# [What is being asked]
All lines holding the string "wicker" should be copied from the data below.

=== Begin Enclosure ===

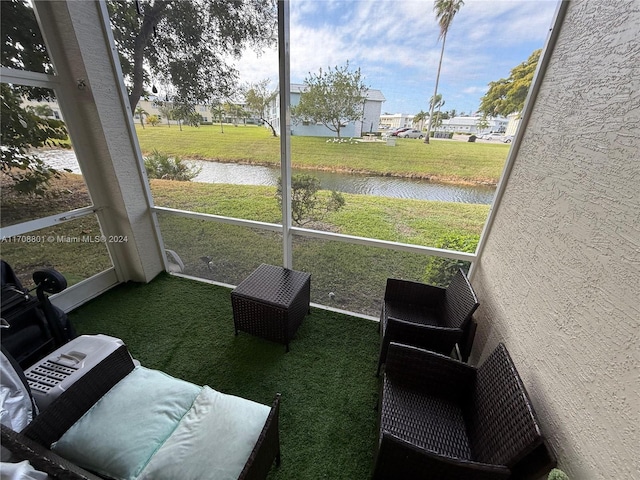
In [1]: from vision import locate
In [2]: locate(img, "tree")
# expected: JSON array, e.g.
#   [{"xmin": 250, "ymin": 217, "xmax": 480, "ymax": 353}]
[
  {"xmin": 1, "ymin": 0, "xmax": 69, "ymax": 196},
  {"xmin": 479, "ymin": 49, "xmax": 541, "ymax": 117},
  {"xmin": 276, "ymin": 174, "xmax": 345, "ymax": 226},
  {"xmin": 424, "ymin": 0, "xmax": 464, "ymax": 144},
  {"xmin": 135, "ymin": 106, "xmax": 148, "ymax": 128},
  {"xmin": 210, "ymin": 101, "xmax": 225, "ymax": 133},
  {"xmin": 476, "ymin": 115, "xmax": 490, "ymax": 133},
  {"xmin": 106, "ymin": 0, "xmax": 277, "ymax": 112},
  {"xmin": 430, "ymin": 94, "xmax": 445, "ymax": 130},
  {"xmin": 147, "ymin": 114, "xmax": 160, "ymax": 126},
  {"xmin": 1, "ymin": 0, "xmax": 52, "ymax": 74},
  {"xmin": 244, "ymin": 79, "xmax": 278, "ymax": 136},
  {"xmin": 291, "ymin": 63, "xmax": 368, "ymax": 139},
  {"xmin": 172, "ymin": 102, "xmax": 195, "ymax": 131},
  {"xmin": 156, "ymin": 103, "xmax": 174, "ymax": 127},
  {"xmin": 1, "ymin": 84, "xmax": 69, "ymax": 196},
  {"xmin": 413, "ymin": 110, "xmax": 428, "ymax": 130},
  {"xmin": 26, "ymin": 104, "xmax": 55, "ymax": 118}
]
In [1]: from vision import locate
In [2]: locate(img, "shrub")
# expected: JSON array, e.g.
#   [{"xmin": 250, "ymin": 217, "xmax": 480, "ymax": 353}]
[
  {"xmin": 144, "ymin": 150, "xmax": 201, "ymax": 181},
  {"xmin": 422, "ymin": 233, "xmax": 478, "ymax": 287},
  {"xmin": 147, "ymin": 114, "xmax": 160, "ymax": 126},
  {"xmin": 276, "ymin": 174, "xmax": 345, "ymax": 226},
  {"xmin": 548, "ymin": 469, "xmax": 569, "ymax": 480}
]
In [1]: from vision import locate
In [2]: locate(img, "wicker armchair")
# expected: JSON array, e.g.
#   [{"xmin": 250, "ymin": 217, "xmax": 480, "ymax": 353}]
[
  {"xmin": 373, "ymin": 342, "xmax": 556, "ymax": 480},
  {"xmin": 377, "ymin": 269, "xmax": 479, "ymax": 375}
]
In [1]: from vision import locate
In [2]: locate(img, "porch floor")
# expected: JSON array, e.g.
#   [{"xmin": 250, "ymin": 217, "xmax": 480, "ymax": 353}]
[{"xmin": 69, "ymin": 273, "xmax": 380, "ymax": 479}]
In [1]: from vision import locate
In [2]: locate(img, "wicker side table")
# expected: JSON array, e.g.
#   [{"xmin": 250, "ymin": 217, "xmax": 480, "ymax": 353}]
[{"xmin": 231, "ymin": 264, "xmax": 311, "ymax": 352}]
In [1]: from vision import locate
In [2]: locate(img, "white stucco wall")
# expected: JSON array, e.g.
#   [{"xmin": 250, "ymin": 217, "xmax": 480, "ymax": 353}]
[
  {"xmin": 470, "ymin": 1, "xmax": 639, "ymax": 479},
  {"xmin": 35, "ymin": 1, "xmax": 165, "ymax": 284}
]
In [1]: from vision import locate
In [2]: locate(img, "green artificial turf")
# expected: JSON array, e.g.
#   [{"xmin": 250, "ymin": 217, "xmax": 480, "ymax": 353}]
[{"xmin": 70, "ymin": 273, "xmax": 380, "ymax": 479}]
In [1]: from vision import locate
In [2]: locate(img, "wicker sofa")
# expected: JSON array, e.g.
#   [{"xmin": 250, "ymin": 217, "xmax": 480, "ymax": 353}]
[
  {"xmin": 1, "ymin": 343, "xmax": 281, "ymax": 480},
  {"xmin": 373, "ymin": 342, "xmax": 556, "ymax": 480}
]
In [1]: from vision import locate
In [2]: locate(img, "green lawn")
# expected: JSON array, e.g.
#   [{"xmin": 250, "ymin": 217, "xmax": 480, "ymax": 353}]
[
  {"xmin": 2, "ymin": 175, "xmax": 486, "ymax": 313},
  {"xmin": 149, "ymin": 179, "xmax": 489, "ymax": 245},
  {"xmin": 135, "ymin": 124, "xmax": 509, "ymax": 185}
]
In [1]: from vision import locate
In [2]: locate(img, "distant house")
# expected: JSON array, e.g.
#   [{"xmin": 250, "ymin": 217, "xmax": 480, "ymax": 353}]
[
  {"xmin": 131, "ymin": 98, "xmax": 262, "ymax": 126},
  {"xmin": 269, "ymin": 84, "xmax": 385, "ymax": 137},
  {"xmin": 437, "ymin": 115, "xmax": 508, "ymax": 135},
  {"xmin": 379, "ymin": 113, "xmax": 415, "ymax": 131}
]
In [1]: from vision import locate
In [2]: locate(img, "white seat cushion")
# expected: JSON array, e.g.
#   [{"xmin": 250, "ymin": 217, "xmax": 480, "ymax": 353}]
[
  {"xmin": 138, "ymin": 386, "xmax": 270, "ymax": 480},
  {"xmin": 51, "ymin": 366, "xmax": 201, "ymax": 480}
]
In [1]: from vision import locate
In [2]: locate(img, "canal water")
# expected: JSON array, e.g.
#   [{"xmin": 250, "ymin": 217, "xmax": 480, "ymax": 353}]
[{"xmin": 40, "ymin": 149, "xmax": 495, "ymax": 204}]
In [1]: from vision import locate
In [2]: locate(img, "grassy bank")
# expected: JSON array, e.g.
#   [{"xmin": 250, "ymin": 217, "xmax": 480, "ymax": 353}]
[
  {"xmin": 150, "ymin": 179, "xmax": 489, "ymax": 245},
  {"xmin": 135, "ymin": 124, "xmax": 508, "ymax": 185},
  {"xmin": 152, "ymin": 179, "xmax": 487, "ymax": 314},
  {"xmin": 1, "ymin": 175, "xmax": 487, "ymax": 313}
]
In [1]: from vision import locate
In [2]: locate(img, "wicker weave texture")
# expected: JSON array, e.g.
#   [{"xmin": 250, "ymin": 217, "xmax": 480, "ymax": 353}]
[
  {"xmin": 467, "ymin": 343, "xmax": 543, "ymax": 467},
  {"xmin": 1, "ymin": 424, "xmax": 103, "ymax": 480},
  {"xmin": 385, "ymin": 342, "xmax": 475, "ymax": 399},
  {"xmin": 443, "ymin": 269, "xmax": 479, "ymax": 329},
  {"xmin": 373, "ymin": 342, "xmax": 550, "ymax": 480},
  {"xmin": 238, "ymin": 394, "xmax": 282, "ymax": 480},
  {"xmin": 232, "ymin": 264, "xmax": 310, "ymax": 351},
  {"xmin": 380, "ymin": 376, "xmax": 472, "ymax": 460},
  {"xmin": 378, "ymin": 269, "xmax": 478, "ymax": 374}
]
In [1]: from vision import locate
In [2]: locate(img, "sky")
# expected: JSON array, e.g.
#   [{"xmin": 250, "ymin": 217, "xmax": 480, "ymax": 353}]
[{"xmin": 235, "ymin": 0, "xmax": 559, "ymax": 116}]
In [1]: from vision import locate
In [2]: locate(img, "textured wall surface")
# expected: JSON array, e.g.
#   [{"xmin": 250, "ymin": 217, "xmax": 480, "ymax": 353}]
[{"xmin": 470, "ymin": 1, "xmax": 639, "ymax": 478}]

=== End Enclosure ===
=== Begin Enclosure ===

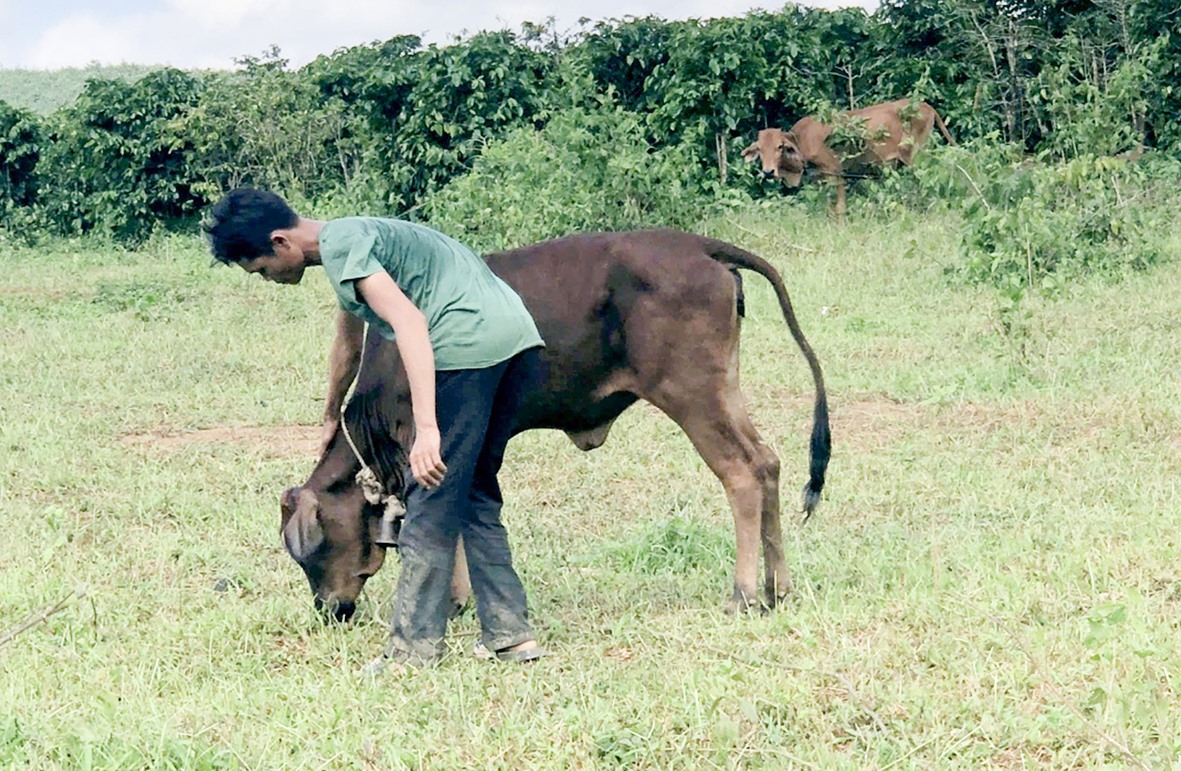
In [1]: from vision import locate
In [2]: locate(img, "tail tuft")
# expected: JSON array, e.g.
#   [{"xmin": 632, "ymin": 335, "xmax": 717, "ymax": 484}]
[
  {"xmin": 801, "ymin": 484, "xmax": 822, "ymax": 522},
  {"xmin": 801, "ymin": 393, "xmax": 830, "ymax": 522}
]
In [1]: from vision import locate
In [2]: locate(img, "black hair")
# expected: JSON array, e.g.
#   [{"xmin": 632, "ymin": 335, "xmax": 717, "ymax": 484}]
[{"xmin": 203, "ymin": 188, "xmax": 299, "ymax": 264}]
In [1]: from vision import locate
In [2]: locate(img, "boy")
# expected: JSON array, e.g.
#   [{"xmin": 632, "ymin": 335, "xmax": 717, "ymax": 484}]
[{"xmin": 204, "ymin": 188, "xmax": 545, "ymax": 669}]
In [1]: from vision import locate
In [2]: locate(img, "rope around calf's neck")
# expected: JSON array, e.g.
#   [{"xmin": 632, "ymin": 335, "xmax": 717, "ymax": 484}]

=== End Enclosure ===

# [Response area]
In [2]: locate(img, "wicker armchair")
In [2]: locate(img, "wicker side table")
In [2]: locate(img, "wicker sofa")
In [2]: locate(img, "wicker weave texture")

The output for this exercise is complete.